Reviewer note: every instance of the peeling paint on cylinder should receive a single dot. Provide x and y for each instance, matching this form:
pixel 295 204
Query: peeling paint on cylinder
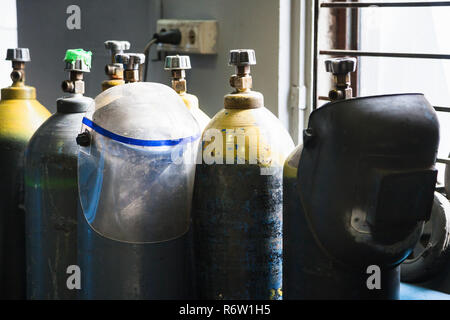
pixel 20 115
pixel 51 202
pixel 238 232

* * *

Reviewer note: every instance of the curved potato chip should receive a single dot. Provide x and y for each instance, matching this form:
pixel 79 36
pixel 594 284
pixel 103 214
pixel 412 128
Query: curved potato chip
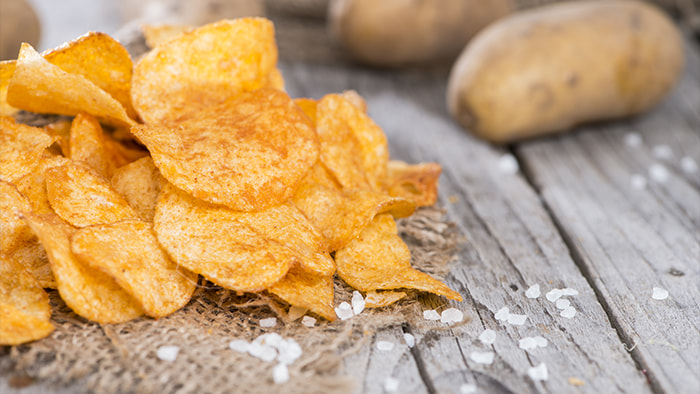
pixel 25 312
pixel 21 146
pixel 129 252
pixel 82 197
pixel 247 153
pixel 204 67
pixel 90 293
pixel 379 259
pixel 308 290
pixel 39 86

...

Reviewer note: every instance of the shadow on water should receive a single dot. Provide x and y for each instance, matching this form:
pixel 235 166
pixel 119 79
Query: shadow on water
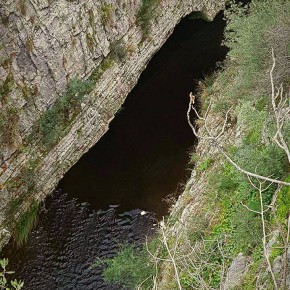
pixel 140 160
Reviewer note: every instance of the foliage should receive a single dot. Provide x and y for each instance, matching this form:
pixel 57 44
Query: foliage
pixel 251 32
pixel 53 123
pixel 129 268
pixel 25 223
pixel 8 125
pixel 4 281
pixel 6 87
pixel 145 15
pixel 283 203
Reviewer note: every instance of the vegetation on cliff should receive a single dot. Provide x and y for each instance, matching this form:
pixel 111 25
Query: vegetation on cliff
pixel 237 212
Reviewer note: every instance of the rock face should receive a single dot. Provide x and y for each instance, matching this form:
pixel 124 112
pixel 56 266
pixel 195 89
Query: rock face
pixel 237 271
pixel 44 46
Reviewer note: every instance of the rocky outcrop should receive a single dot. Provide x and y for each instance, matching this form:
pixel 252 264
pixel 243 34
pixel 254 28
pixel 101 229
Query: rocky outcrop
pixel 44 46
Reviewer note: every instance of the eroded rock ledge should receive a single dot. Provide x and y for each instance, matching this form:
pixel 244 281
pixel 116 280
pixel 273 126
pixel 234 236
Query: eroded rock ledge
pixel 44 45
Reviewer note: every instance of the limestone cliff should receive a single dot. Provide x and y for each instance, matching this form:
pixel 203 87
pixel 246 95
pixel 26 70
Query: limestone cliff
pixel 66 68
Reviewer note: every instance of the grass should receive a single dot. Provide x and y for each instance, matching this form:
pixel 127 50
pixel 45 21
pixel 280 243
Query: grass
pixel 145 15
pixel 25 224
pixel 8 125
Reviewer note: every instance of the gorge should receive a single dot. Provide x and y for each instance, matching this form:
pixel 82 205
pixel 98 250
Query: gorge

What the exercise asks: Starting at the line containing "pixel 235 166" and finishing at the line containing "pixel 57 44", return those lines exactly as they appear above, without the pictures.

The answer:
pixel 235 166
pixel 119 79
Query: shadow on water
pixel 140 160
Reviewer note: every instance of the foliage should receive a single dot. Provide x and y for each instance, matching this form:
pixel 57 44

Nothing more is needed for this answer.